= Problem details =
In the material below, count the lines where the word "shirt" appears. Nothing but the number, please.

----------------

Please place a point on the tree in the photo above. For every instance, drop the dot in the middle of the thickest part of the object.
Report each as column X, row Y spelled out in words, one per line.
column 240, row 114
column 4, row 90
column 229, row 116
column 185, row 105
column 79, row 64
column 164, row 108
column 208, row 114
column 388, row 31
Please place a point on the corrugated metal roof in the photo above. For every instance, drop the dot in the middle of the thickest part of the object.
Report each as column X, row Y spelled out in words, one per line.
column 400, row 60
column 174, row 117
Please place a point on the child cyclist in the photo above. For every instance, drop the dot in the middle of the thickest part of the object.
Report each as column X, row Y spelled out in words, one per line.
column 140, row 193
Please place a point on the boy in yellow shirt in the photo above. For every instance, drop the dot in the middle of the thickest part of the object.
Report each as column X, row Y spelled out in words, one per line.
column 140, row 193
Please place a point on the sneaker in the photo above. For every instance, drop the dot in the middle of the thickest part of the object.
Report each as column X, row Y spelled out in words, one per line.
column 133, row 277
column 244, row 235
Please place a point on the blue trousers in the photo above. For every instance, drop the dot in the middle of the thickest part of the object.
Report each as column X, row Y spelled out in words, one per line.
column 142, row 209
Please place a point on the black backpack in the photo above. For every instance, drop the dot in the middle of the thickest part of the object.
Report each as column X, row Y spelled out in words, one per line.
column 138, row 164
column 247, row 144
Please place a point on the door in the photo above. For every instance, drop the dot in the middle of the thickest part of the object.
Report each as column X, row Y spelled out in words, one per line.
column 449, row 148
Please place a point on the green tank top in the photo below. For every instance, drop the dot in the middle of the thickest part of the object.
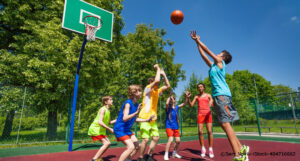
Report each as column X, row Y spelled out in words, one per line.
column 95, row 129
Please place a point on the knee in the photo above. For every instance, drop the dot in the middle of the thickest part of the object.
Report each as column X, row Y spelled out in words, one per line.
column 136, row 145
column 107, row 144
column 145, row 141
column 131, row 147
column 156, row 138
column 201, row 132
column 209, row 132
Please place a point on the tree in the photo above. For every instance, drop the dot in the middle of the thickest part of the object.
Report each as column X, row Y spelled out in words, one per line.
column 37, row 53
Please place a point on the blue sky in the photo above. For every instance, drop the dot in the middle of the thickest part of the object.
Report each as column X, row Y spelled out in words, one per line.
column 262, row 35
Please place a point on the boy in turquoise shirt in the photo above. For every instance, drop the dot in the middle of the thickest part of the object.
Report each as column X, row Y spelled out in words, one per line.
column 225, row 111
column 97, row 129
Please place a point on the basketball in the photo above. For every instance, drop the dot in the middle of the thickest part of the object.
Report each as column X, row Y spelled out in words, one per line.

----------------

= Answer for this exercise =
2